[Start of section]

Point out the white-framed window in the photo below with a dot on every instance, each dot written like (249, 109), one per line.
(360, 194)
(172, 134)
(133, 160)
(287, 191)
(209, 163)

[End of section]

→ WHAT TO DO:
Once more, write out the records exactly as they are.

→ OUTPUT FOR THIS EXERCISE:
Point out the white-framed window in the photo below with a dot on every instance, each dot written like (249, 109), one per line.
(360, 194)
(172, 134)
(133, 160)
(287, 191)
(209, 163)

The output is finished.